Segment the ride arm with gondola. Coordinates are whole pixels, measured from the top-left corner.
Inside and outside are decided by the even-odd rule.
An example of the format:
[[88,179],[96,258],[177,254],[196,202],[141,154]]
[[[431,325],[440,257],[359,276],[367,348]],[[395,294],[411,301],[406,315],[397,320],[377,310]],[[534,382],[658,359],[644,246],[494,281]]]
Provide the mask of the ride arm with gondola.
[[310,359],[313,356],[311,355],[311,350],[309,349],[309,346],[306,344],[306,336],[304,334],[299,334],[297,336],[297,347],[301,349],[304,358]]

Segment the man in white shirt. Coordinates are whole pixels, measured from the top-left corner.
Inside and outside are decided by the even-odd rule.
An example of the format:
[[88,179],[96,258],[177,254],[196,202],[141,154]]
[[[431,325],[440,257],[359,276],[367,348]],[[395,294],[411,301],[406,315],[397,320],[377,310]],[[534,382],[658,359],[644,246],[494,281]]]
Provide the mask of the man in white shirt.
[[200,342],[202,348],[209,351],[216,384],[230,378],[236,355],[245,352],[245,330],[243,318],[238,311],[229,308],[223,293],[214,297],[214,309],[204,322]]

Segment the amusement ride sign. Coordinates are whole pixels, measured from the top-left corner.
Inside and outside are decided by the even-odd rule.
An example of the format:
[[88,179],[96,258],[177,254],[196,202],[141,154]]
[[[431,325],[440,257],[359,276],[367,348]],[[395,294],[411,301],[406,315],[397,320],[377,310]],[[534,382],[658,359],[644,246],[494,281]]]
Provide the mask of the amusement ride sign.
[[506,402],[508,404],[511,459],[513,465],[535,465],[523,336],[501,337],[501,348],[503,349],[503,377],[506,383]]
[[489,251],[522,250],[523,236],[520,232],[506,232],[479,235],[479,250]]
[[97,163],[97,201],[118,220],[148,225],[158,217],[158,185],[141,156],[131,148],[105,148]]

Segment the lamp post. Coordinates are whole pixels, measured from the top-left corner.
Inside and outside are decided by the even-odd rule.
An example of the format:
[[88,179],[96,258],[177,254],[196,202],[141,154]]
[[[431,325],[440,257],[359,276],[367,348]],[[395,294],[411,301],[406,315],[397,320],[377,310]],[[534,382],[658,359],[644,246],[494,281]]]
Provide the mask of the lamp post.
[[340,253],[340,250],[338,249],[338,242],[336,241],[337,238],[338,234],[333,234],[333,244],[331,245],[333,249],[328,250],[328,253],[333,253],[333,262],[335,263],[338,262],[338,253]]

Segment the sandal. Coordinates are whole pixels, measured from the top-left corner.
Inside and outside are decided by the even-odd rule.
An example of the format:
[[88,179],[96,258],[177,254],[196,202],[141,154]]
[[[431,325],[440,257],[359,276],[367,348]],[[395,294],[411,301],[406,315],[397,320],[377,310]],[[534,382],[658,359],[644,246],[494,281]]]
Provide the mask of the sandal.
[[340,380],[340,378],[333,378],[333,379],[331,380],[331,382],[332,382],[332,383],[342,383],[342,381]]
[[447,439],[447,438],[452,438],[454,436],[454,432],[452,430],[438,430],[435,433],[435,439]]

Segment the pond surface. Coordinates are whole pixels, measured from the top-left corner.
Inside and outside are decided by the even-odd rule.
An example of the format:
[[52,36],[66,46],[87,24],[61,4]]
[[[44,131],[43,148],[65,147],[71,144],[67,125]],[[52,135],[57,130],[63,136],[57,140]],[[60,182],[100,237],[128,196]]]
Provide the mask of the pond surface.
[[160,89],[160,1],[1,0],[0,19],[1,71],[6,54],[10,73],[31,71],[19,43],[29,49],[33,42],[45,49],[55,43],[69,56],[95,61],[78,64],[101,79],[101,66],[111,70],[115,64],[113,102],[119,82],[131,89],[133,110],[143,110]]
------------------------------------------------------------------------
INSTRUCTIONS FOR THE TASK
Search the entries for the string "corner" and copy each line where it occurs.

ANSWER AREA
Segment the ride arm with gondola. Coordinates are whole pixels, measured from the top-left corner.
Segment the man in white shirt. Coordinates are whole pixels, measured from the top-left corner.
Segment the amusement ride sign. Coordinates are whole pixels, measured from the top-left corner.
Segment the lamp post. Coordinates are whole pixels, measured from the top-left corner.
Segment the sandal. Coordinates are whole pixels, measured from the top-left corner.
Segment the pond surface. Coordinates are whole pixels, measured from the top-left corner.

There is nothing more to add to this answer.